-- START OF Supplied records --

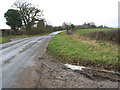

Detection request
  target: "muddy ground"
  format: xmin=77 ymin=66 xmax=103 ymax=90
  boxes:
xmin=30 ymin=53 xmax=119 ymax=88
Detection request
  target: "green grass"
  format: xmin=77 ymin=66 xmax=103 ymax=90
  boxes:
xmin=47 ymin=29 xmax=118 ymax=69
xmin=0 ymin=33 xmax=48 ymax=43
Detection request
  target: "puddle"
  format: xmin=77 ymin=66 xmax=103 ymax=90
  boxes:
xmin=64 ymin=64 xmax=86 ymax=70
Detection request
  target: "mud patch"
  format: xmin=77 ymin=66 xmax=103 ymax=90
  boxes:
xmin=4 ymin=56 xmax=15 ymax=64
xmin=35 ymin=54 xmax=118 ymax=88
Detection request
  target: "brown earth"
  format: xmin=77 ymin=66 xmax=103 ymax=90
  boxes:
xmin=31 ymin=53 xmax=119 ymax=88
xmin=81 ymin=29 xmax=120 ymax=45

-- END OF Supplied records --

Given request |
Please pull out every line in the items above that contains the word "target", and copy each one in full.

Written answer |
  target: "muddy ground"
  target: "green grass"
  target: "puddle"
  target: "mud patch"
  target: "brown earth"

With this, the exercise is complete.